◆ **Exercise details**:
Reproduce, exactly and only, the lines of the data that follows from the one containing "Target: tree line" down to the one containing "[[404, 188], [211, 242], [149, 344], [525, 79]]", without pictures.

··· Data supplied ···

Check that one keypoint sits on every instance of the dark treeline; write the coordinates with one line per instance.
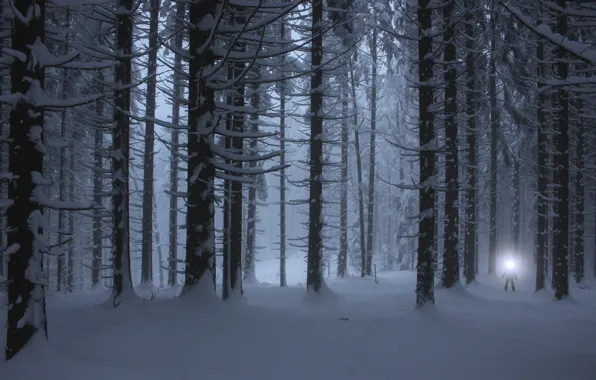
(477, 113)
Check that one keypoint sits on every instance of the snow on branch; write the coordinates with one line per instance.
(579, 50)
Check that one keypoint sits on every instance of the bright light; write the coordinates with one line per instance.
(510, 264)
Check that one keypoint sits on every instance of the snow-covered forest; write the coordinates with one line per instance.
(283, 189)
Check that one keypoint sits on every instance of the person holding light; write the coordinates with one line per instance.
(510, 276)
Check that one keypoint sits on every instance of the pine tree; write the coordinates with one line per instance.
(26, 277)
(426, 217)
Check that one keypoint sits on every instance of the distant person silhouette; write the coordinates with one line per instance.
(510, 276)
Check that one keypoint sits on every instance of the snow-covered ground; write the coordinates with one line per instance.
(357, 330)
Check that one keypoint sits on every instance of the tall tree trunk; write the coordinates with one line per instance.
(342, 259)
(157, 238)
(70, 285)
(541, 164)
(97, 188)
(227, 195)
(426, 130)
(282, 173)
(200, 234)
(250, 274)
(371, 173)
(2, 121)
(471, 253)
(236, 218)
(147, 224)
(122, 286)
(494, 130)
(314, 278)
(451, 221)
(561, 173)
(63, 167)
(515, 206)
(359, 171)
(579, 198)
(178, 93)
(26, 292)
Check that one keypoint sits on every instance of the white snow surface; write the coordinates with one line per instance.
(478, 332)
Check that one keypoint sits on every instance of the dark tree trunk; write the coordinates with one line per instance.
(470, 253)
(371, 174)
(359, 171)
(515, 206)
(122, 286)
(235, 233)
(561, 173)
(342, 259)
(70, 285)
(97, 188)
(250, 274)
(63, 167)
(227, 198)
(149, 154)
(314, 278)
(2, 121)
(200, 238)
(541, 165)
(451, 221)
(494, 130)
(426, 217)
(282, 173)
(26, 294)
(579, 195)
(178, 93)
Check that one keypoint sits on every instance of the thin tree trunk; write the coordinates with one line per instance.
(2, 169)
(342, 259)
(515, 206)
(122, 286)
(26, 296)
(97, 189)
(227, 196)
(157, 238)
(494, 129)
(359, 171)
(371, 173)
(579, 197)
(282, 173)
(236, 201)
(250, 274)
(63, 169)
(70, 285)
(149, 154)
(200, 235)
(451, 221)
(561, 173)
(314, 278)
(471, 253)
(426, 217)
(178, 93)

···
··· Data supplied ···

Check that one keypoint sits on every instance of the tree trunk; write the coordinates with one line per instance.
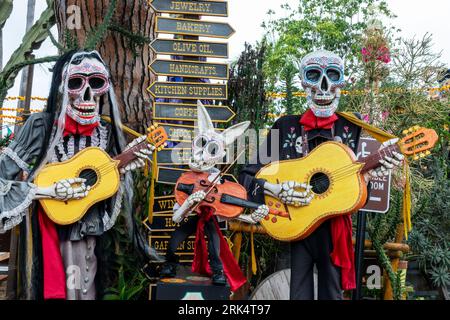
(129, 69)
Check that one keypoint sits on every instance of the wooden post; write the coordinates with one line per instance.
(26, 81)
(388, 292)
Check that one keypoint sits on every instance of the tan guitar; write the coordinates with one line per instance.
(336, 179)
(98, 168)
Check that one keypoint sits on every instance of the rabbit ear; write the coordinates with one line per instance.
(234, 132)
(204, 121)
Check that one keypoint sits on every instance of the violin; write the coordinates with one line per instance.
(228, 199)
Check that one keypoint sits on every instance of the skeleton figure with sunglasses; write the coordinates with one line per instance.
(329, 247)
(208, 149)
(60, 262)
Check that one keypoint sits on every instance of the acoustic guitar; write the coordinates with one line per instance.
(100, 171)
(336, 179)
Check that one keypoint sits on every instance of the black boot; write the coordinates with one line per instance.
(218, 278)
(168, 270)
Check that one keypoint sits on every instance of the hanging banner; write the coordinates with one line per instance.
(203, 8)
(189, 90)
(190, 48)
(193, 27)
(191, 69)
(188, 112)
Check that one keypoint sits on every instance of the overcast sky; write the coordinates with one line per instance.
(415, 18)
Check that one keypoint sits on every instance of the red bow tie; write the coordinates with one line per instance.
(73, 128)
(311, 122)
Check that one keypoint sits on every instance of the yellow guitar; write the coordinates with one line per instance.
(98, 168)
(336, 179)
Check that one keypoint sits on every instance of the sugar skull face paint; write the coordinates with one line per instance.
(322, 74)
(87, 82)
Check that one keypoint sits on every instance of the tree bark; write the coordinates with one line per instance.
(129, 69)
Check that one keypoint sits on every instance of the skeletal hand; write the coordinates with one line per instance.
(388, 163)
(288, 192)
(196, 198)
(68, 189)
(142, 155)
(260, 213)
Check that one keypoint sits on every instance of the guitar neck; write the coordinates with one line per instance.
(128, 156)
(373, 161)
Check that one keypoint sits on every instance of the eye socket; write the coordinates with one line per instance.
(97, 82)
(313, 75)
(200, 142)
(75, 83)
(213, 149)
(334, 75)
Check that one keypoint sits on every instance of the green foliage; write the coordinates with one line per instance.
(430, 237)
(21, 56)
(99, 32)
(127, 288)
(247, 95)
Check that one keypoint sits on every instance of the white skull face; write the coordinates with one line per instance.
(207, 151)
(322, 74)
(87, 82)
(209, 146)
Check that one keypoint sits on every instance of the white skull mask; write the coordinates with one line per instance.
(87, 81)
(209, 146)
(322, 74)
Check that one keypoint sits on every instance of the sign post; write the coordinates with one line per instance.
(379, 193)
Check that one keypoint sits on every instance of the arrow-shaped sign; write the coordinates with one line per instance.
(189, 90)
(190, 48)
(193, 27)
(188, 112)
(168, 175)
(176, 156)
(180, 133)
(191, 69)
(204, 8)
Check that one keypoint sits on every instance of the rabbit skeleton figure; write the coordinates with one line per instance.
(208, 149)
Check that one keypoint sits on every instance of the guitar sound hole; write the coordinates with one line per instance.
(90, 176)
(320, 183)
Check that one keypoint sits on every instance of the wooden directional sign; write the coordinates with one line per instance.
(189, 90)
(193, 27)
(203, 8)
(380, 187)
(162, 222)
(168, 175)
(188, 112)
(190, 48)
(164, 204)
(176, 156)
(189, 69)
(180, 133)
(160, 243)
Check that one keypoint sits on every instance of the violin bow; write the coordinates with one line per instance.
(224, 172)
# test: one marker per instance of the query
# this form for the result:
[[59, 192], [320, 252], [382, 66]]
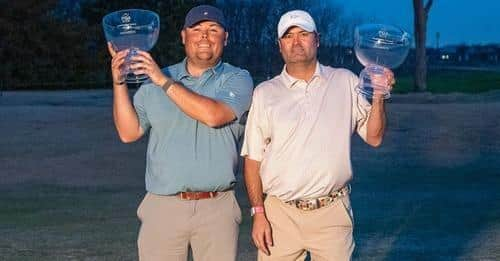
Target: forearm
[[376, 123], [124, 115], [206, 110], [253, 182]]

···
··· Data supplied ···

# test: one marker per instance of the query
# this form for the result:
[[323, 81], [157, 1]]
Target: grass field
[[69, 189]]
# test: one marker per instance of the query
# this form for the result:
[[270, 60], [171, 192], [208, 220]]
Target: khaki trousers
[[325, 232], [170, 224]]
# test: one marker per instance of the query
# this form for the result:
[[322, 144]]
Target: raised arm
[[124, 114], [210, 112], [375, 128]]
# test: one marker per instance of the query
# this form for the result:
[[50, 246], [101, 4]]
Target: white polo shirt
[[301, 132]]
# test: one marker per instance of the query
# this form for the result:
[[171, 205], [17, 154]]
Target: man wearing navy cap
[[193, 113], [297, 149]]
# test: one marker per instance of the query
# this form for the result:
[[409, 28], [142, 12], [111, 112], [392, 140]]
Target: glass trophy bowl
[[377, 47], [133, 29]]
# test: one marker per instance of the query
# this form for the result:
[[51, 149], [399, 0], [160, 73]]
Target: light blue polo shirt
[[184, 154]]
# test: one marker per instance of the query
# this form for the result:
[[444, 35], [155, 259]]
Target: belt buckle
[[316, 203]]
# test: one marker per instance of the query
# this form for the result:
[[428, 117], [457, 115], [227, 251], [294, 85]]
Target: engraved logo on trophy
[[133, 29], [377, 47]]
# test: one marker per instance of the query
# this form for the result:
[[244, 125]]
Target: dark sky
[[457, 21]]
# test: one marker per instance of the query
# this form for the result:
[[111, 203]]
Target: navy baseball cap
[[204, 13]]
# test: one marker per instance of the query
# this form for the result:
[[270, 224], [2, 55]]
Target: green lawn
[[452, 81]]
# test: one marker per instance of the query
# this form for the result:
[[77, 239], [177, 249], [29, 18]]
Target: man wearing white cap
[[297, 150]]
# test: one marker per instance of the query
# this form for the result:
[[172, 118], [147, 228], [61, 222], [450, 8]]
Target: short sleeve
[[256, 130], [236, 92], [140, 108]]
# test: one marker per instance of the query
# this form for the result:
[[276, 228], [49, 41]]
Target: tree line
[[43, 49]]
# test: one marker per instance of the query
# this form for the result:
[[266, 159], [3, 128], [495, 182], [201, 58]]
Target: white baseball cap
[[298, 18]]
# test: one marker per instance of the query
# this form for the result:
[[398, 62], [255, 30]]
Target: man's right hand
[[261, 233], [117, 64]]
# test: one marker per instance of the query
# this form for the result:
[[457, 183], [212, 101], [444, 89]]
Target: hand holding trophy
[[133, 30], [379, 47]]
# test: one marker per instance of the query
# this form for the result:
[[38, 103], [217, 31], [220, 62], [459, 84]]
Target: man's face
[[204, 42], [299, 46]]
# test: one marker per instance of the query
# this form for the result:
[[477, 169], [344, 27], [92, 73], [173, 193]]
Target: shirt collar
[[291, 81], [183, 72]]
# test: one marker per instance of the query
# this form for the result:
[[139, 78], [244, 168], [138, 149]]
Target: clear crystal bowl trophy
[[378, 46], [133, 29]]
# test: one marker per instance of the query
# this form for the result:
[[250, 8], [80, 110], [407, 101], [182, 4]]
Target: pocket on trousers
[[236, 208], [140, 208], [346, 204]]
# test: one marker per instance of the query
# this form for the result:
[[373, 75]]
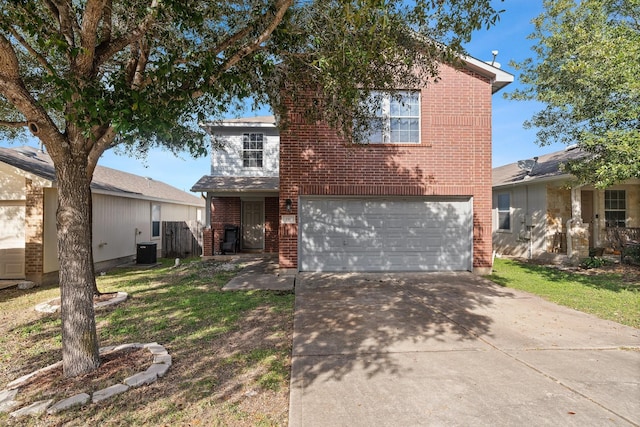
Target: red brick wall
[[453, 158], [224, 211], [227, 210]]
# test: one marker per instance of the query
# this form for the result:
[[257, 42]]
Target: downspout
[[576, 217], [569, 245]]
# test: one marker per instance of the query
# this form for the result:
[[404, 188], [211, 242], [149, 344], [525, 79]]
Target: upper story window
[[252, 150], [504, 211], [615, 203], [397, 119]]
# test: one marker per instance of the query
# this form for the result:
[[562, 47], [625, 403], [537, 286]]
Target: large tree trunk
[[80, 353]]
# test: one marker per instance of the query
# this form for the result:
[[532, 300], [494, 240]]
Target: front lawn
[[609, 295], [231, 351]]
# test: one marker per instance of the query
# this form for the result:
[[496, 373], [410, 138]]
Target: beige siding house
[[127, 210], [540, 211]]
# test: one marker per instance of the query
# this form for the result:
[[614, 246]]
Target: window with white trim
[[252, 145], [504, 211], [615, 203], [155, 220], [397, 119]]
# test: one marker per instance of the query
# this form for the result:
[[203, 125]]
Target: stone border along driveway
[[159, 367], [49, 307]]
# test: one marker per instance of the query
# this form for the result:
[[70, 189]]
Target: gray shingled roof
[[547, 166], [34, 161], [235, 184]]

···

◆ **Answer to the problem**:
Target: tree line
[[43, 49]]
# test: one marker per instance of the query
# this form for the result:
[[266, 159], [3, 128], [495, 182], [201, 58]]
Target: white baseball cap
[[298, 18]]
# test: one marker per instance of the query
# this form for the result:
[[398, 62], [255, 30]]
Target: man's right hand
[[261, 233], [117, 64]]
# test: one marker per instance of the query
# this form for the result:
[[457, 183], [212, 101], [444, 89]]
Target: hand holding trophy
[[133, 30], [379, 47]]
# test: one marker per instance of the query
# this form for the result:
[[38, 103], [217, 31], [220, 62], [459, 84]]
Target: man's face
[[204, 42], [299, 46]]
# test: one marker per instance of the query
# this form for the result:
[[477, 169], [344, 27], [92, 73], [173, 193]]
Target: shirt collar
[[291, 81], [183, 72]]
# test: one marker per instance of the query
# this form for the result:
[[139, 78], [244, 168], [138, 149]]
Target: clear crystal bowl trophy
[[378, 46], [133, 29]]
# test: one marker per instance of the query
# this form for the result:
[[250, 8], [80, 110], [407, 101], [182, 4]]
Target: pocket on trousers
[[236, 208], [140, 208], [346, 204]]
# test: one marker per instance of the query
# this form for the result:
[[373, 75]]
Target: red brick wall
[[453, 158], [224, 211], [227, 210]]
# test: one marker per instance of the query
# this form for the result:
[[257, 42]]
Target: downspout
[[576, 217], [569, 245]]
# test: one marker per instance of the query
# this form for the result:
[[404, 188], [211, 242], [149, 344], [525, 79]]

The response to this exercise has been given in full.